- Document extract
■ ■ ■ ■
Jonassen’s Iterative Model

Jonassen (2006) describes instructional design as “most often a cyclical process of decision-making based upon constraint satisfaction that is modified by personal or corporate beliefs and biases” (p. 26). In Jonassen’s Iterative Design Model, after conceptual­izing the initial constraints and functional specifications of the project, the designer embarks on repeated sets of decisions closing in on the design solution. During each phase of the process, the role of the designer is to satisfy emerging and dynamic constraints in order to advance holistic understanding of the problem and context. Hoadley and Cox (in press) characterize “good” design as iterative by definition, using a constant cycle of improvement and feedback. Likewise, Jonassen’s process can be described as a convergent spiral toward a successful design solution.
■ ■ ■ ■
- Dataset
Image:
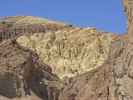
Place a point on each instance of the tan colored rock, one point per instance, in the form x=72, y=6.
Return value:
x=75, y=51
x=22, y=75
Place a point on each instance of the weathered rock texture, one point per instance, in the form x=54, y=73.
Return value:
x=111, y=81
x=22, y=74
x=13, y=27
x=70, y=52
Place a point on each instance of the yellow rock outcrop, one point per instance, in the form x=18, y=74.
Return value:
x=70, y=52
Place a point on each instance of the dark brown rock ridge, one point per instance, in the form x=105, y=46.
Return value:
x=22, y=74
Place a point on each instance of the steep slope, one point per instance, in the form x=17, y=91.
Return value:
x=70, y=52
x=114, y=79
x=13, y=27
x=22, y=75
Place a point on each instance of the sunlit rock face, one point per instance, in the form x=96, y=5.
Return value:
x=15, y=26
x=128, y=7
x=70, y=52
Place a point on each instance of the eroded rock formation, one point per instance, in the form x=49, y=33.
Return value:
x=70, y=52
x=23, y=75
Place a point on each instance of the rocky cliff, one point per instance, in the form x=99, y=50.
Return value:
x=63, y=62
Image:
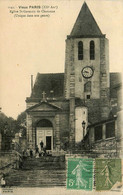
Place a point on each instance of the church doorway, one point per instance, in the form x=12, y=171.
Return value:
x=44, y=133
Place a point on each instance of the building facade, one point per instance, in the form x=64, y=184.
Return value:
x=63, y=105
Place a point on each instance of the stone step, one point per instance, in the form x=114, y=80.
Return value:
x=37, y=178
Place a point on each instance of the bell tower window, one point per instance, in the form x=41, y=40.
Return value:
x=92, y=50
x=80, y=50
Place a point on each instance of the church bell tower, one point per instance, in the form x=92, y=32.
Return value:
x=86, y=63
x=87, y=67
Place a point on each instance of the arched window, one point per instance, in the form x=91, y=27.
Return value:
x=92, y=50
x=80, y=50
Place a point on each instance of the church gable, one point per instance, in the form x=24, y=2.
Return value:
■ ■ ■ ■
- Objectives
(A) List the surnames of every researcher the passage on Jonassen's Iterative Model cites.
(B) Reproduce word for word the part of the passage on Jonassen's Iterative Model from "Jonassen (2006) describes" to "successful design solution.".

- In response
(A) Jonassen, Hoadley, Cox

(B)
Jonassen (2006) describes instructional design as “most often a cyclical process of decision-making based upon constraint satisfaction that is modified by personal or corporate beliefs and biases” (p. 26). In Jonassen’s Iterative Design Model, after conceptual­izing the initial constraints and functional specifications of the project, the designer embarks on repeated sets of decisions closing in on the design solution. During each phase of the process, the role of the designer is to satisfy emerging and dynamic constraints in order to advance holistic understanding of the problem and context. Hoadley and Cox (in press) characterize “good” design as iterative by definition, using a constant cycle of improvement and feedback. Likewise, Jonassen’s process can be described as a convergent spiral toward a successful design solution.